**Excerpted passage**
The terms heart disease and cardiovascular disease are often used interchangeably. Heart disease is a broad term used to describe a variety of diseases that affect ones heart and sometimes blood vessels. Cardiovascular disease is a term that generally refers to conditions that involve narrowed or blocked vessels that can lead to heart attack, chest pain (angina), or stroke.
Globally, heart disease is the number one killer of men and women, the United States included. It is responsible for 40% of all deaths in the U.S. This is more than all forms of cancer combined.
Heart conditions such as infections, conditions that affect the heart muscle, values or beating rhythm (arrhythmia’s) are considered heart diseases. Various other diseases such as coronary artery disease (CAD), which includes heart attacks and angina pectoris or chest pains, stroke, high blood pressure and heart failure are also included.
Hypertension is more commonly known as high blood pressure. It is diagnosed when the pressure in the arteries is consistently higher than what is considered normal range.
Blood pressure is the force of blood pushing against blood vessel’s walls. It is written as two numbers, such as 130/70. The top number is called systolic which is the pressure pushing against the walls as the heart beats. Diastolic, the lower number, is the pressure when the heart is at rest.
High blood pressure is diagnosed when there are increased readings of 140/90 or higher on a consistent basis. Sometimes one can not tell they have high blood pressure until they experience more serious complications. These complications can include hardened arteries, heart failure, stroke or heart attack.

**Region pointing data**
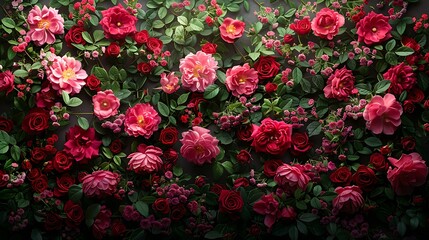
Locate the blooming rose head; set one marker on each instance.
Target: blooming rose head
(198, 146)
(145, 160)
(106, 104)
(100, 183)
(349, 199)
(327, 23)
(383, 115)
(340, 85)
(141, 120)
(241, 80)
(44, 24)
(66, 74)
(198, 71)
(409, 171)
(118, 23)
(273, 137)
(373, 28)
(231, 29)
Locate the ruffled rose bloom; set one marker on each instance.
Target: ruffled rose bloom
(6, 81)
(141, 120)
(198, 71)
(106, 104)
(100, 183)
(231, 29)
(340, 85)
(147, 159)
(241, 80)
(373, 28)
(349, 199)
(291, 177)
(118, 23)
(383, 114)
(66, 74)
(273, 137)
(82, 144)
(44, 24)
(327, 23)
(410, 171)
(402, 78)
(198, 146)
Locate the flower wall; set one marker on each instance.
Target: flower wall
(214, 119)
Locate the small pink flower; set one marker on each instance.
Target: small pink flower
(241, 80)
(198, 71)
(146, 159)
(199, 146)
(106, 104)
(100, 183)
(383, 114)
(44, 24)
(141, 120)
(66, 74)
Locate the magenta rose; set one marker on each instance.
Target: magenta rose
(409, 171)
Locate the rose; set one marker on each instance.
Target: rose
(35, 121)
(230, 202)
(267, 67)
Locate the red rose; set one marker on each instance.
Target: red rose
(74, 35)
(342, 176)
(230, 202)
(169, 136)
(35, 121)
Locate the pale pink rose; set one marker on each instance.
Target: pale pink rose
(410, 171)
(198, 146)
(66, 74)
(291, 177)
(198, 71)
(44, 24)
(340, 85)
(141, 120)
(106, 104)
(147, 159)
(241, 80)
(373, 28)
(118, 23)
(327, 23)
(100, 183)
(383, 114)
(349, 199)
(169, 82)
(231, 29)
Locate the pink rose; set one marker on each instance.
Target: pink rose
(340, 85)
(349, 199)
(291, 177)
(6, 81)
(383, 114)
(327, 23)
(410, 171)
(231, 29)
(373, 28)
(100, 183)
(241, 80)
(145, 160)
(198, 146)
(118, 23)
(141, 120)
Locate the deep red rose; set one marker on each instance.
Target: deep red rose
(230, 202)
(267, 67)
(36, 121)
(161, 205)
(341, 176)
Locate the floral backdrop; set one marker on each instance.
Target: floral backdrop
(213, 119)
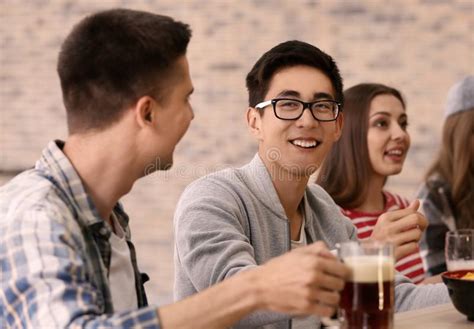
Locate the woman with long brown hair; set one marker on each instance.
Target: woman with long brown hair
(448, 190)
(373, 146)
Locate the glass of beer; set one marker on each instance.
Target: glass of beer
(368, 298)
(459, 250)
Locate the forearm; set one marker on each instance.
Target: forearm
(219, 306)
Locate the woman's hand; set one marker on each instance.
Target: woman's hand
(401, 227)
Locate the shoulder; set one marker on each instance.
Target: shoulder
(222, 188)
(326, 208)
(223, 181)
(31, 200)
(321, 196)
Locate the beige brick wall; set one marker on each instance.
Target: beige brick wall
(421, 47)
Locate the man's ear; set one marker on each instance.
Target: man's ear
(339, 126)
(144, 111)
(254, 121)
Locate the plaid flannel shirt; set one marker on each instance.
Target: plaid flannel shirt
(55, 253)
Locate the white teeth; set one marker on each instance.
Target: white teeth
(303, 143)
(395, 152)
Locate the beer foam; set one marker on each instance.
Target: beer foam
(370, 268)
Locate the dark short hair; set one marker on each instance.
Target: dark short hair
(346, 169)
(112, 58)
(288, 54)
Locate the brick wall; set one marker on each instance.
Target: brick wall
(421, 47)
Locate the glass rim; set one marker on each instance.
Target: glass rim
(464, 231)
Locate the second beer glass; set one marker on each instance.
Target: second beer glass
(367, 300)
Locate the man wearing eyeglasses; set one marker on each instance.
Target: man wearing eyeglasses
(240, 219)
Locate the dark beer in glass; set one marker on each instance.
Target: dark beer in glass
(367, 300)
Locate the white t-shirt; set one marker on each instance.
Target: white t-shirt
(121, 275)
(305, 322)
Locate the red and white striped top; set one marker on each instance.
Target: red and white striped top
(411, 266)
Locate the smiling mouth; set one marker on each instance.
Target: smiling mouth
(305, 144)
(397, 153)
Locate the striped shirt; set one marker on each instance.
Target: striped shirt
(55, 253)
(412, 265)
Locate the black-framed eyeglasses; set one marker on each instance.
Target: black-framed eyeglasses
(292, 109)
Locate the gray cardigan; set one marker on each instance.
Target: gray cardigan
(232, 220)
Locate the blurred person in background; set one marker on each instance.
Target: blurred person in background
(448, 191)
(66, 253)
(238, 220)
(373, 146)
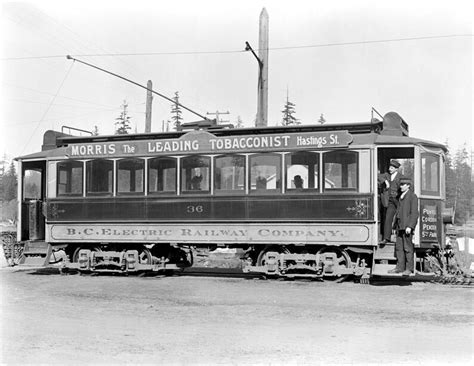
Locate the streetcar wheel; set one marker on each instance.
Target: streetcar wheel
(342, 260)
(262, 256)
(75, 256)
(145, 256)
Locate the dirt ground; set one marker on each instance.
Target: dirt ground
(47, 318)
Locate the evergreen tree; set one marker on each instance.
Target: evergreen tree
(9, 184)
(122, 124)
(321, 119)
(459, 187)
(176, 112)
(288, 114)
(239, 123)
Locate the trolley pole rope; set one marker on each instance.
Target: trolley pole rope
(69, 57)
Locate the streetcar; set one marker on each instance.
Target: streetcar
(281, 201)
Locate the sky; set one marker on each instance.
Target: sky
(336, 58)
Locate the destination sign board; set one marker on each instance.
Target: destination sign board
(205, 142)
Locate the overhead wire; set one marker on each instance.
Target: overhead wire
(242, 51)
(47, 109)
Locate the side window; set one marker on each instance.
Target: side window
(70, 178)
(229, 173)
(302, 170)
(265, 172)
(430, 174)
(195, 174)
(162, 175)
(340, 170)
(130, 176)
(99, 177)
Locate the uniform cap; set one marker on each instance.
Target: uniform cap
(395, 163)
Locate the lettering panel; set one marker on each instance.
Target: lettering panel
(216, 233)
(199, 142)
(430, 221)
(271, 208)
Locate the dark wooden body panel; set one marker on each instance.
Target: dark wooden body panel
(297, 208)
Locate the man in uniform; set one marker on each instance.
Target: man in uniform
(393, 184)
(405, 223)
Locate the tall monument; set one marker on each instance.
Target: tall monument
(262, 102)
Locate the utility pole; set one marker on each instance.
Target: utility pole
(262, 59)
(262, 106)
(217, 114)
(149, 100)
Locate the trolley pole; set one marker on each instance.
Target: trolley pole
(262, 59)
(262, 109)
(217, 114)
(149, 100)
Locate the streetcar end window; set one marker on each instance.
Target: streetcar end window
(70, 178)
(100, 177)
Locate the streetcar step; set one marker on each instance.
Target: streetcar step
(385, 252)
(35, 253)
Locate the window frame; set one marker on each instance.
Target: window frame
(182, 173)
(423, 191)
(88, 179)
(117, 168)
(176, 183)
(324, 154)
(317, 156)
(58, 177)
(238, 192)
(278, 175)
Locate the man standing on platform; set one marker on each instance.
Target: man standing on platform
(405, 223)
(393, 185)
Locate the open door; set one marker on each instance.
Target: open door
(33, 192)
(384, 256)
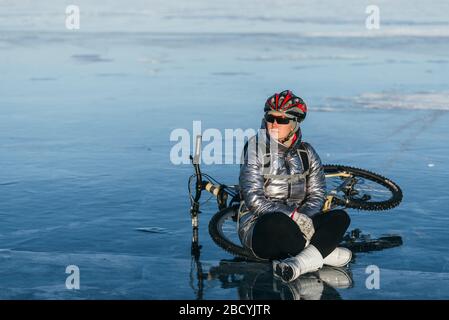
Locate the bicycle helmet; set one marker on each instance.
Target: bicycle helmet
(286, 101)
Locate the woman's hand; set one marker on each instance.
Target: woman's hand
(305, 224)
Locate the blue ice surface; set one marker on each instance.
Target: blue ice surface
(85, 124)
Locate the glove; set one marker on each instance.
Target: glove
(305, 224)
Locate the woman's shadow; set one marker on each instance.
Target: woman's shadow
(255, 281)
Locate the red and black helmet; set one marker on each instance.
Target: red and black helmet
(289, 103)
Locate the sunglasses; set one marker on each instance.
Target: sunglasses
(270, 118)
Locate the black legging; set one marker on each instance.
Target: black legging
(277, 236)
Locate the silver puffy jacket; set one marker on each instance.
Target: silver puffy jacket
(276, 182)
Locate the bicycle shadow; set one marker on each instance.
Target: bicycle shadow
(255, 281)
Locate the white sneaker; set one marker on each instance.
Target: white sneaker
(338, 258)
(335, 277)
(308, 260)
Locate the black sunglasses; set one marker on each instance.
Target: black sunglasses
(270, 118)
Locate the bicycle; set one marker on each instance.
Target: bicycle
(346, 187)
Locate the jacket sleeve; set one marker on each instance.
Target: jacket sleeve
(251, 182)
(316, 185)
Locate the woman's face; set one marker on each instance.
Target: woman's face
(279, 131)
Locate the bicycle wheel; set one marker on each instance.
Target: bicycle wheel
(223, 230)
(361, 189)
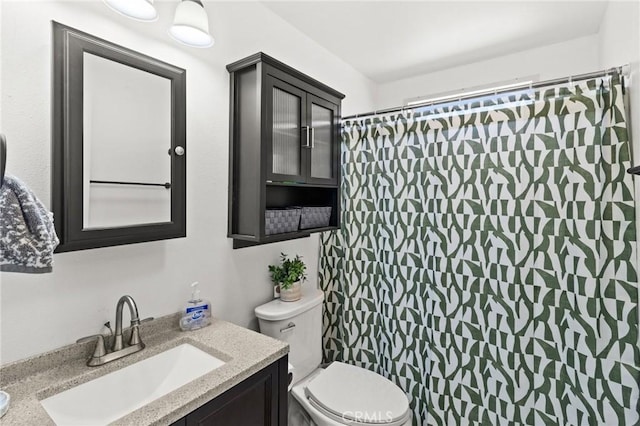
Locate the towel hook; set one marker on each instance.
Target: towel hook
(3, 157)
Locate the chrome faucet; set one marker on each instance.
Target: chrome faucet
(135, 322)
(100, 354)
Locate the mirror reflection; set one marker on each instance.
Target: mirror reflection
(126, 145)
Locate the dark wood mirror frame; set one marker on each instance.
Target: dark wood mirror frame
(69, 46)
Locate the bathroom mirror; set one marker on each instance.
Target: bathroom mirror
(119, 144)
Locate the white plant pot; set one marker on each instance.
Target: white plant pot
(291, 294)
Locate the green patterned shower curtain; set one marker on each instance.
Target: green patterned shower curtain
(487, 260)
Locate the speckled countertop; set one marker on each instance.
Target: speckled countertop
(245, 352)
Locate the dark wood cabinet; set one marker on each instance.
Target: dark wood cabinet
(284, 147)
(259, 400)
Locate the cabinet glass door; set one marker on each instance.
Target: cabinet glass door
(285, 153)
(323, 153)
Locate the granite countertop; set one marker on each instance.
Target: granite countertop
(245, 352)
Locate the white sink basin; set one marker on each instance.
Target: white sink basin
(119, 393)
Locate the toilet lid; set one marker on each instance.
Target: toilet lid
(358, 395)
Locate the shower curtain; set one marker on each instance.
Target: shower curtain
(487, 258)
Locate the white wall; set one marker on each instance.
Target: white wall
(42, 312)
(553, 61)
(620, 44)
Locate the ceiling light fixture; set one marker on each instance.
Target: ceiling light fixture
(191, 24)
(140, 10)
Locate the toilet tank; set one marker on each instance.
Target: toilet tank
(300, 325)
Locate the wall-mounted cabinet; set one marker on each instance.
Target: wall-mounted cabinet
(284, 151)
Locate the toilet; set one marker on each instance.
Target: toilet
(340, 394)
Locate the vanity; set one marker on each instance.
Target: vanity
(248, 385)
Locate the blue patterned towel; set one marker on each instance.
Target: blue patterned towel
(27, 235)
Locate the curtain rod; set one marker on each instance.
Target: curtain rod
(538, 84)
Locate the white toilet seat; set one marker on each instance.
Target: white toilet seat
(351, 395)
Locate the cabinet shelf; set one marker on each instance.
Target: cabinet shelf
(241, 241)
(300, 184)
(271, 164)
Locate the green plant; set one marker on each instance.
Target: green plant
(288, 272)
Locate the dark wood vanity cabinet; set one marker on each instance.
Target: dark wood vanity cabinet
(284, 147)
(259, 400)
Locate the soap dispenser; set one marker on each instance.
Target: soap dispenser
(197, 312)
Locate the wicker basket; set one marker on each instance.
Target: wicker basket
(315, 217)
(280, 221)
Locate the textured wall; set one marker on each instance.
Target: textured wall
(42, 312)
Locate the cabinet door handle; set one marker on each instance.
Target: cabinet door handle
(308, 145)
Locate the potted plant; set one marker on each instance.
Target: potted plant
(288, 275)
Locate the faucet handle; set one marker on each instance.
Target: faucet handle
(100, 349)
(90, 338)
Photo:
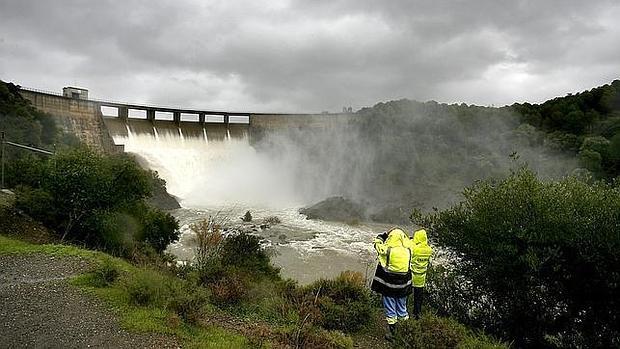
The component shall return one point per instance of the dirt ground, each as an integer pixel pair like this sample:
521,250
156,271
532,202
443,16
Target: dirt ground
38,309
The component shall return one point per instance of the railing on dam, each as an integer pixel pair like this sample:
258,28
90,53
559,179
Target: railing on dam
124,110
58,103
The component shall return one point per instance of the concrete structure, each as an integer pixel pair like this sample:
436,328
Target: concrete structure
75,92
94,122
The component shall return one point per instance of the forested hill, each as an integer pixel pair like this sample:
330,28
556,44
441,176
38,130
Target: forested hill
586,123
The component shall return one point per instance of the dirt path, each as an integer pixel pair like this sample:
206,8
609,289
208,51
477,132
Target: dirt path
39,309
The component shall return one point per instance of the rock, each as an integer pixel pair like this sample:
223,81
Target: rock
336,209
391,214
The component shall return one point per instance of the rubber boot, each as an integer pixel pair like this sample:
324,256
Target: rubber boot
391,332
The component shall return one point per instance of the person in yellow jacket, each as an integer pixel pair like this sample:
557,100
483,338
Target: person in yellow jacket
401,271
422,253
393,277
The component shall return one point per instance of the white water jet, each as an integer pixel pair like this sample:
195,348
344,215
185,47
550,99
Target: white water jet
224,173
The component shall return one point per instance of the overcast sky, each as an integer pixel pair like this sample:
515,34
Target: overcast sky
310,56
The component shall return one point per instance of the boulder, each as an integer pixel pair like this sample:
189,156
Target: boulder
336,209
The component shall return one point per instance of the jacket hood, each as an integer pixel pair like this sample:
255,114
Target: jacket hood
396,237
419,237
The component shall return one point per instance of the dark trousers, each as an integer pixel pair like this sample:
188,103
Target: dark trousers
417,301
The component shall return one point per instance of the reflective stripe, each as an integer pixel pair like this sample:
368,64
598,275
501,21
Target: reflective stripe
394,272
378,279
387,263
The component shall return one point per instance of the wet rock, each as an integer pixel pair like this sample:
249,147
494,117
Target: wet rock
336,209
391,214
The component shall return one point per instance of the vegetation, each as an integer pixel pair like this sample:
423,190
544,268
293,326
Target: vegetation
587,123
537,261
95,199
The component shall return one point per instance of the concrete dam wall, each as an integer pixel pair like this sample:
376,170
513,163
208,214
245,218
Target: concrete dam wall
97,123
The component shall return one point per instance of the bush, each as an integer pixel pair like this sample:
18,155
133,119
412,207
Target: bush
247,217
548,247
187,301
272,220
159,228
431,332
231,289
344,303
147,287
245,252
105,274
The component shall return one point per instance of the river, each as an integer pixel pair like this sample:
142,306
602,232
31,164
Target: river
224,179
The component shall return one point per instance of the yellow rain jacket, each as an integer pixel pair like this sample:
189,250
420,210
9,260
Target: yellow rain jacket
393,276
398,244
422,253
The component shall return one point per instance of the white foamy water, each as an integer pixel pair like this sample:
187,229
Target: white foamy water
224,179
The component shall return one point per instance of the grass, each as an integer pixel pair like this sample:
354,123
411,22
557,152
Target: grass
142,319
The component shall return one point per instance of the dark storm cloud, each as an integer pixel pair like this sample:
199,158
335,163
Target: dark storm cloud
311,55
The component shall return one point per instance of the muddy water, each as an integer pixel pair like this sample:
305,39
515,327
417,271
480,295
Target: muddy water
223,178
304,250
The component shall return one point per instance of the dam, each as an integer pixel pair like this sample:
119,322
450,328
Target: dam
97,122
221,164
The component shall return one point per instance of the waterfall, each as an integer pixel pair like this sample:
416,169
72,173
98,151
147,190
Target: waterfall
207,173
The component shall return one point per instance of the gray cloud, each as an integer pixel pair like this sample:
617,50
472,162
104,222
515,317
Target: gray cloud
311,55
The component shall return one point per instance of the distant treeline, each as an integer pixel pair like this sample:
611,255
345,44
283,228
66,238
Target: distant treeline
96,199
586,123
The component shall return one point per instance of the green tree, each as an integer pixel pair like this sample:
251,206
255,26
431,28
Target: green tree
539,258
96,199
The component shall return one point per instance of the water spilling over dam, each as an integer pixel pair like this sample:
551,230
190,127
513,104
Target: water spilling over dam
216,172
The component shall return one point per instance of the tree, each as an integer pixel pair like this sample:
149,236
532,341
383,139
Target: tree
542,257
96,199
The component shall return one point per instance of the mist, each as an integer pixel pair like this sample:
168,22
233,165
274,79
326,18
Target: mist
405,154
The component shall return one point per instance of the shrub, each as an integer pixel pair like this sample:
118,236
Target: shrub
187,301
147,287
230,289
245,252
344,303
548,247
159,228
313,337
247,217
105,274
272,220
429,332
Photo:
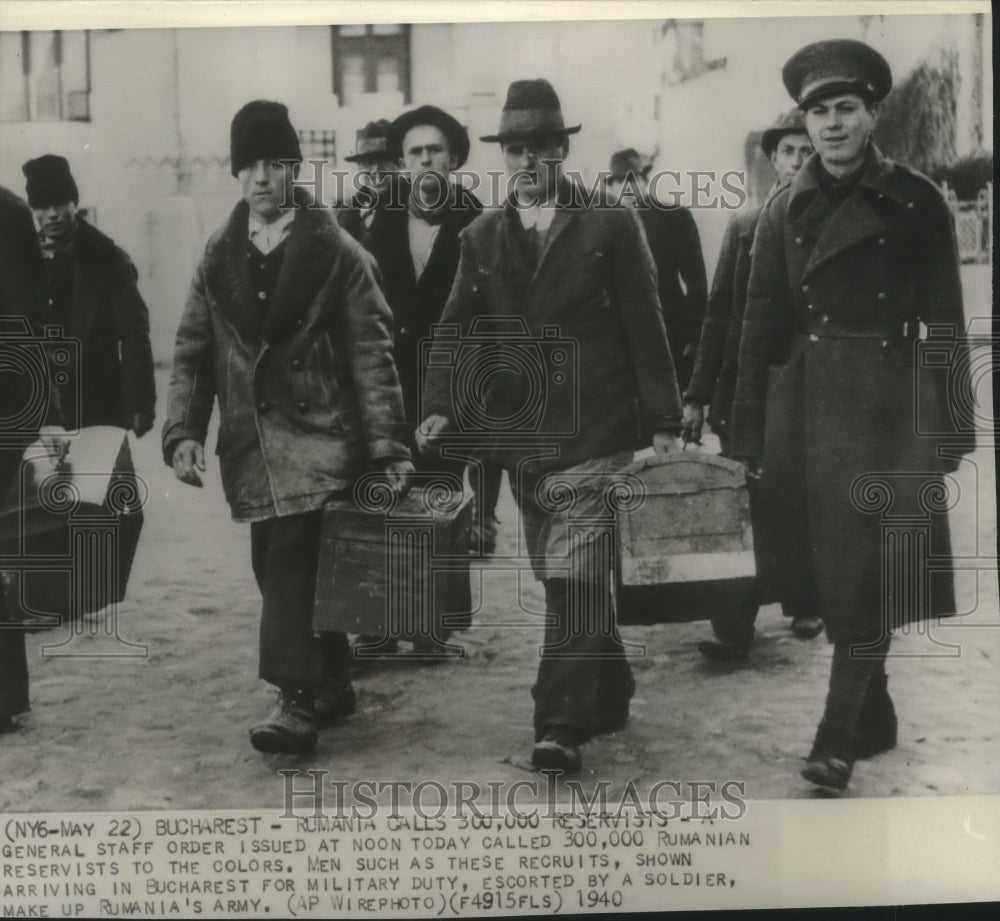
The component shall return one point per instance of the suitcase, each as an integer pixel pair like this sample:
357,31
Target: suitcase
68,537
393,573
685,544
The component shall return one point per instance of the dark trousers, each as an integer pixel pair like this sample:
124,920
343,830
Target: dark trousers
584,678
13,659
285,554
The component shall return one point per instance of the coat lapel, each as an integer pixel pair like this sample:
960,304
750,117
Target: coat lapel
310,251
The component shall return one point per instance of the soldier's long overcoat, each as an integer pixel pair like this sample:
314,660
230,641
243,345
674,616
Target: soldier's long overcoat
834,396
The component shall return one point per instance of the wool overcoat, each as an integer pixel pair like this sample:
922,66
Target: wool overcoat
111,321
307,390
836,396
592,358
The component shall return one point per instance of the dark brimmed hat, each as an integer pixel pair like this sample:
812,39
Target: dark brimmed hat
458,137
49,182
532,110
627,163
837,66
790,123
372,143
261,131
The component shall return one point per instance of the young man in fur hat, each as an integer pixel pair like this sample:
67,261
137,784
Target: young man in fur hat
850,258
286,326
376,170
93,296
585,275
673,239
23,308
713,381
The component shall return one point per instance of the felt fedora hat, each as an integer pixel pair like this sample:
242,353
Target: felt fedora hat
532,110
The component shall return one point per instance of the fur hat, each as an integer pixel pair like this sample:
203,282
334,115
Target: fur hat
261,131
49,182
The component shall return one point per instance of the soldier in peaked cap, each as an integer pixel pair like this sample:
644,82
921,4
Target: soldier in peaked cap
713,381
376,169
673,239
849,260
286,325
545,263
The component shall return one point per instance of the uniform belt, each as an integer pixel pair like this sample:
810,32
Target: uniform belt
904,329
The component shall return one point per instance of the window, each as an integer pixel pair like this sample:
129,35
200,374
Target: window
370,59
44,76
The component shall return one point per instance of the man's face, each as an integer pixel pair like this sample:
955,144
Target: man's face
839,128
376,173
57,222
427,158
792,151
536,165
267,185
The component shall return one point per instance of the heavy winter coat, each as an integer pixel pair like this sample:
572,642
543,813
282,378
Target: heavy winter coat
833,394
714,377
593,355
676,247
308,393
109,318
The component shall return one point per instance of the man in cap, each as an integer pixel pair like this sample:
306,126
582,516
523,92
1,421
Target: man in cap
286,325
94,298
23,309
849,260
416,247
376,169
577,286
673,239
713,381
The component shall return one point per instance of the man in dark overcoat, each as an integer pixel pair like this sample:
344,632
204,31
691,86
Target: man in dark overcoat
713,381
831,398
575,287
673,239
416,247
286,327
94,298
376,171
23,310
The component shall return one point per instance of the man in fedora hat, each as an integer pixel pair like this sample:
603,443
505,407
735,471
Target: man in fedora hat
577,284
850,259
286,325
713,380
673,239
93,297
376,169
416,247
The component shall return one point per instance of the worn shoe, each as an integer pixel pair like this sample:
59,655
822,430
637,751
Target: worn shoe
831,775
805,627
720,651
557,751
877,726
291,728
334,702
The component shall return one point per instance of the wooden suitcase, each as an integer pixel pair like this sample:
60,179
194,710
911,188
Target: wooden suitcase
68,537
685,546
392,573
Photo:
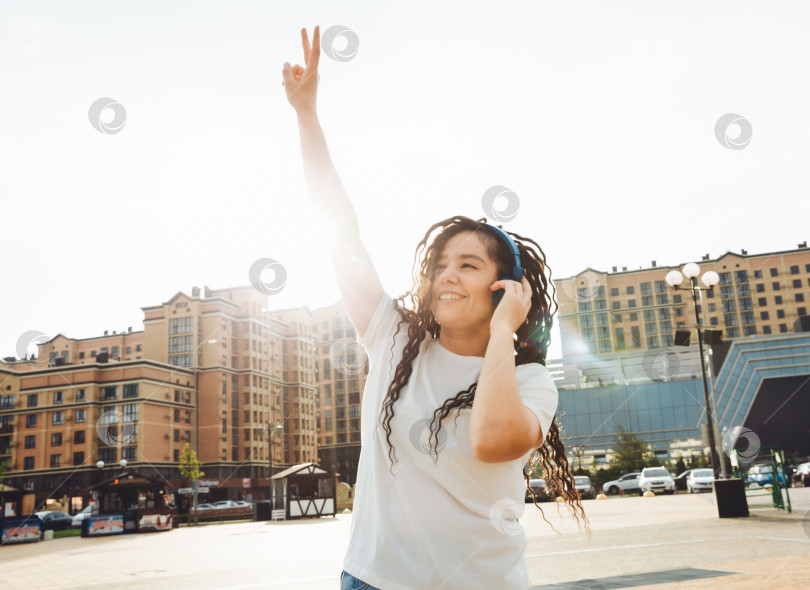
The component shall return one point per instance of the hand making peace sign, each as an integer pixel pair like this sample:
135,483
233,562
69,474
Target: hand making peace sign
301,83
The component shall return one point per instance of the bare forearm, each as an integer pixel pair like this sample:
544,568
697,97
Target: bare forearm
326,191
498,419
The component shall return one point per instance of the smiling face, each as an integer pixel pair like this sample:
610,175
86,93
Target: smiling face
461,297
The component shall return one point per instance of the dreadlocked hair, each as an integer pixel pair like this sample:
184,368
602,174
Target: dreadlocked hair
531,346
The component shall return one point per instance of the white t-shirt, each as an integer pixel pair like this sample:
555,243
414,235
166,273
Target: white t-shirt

**Exercise tasks**
**a)** Please write out the heart disease passage between "Blood pressure is the" and "is at rest.", inclusive.
**b)** What share of all deaths in the U.S. does the heart disease passage attribute to heart disease?
Rely only on the heart disease passage, not the material.

**Activity answers**
**a)**
Blood pressure is the force of blood pushing against blood vessel’s walls. It is written as two numbers, such as 130/70. The top number is called systolic which is the pressure pushing against the walls as the heart beats. Diastolic, the lower number, is the pressure when the heart is at rest.

**b)** 40%